- _THE REQUEST_:
Edit the records below, changing every occurrence of "hazmat suit" to "protective suit" and leaving all other text unchanged.

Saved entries
-- -- --

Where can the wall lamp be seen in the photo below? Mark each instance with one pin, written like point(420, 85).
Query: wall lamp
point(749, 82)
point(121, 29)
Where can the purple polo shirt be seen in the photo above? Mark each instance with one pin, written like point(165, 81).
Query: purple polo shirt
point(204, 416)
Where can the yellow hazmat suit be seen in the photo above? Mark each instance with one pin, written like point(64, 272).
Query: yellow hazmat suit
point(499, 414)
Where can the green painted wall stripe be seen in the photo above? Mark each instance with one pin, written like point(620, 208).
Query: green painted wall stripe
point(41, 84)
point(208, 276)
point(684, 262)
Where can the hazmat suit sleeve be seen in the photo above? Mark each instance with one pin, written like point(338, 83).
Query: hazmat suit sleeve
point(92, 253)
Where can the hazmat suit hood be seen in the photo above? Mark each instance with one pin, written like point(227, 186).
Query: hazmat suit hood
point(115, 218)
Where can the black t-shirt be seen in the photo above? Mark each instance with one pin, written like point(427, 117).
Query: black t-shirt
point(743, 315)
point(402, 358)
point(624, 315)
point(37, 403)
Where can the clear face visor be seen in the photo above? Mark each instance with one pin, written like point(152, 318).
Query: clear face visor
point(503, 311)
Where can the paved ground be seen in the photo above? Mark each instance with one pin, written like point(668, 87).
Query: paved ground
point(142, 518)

-- -- --

- _RESPONSE TO THIS EXERCISE_:
Where can the wall lamp be seen in the photo below? Mark each instance with one pin, written like point(420, 85).
Query: wall lamp
point(749, 82)
point(121, 29)
Where can the purple polo shirt be seen in the photo above? Mark each instance with one pin, written like point(165, 81).
Query: purple polo shirt
point(204, 416)
Where can the yellow protective suit be seen in the photo above? Mark each instance with one pin, written like point(64, 272).
Query: yellow protective suit
point(499, 414)
Where can the green painted wall stripe be seen in the photo above? Mark each instance with one pin, written like point(620, 208).
Query: green painted wall stripe
point(41, 84)
point(208, 276)
point(684, 262)
Where can the protective suit sleeve be seen in the photo above? Mark each instance with one pin, written like point(338, 83).
Query: protective suit sleeve
point(92, 253)
Where can the protective suit hood be seen in the photo above? Mark each instance with one pin, written like point(227, 186).
Query: protective suit hood
point(115, 218)
Where can the black t-shirt be seen in the photo above? Mark each instance with one pin, written like point(427, 117).
Query: black t-shirt
point(743, 315)
point(402, 358)
point(624, 315)
point(37, 403)
Where can the clear face visor be seen in the photo above? Mark each instance with one pin, written like point(152, 318).
Query: clear face visor
point(503, 311)
Where can the paved ground be seen in the photo above? Mark each instance with one pin, written like point(668, 87).
Query: paved ground
point(142, 518)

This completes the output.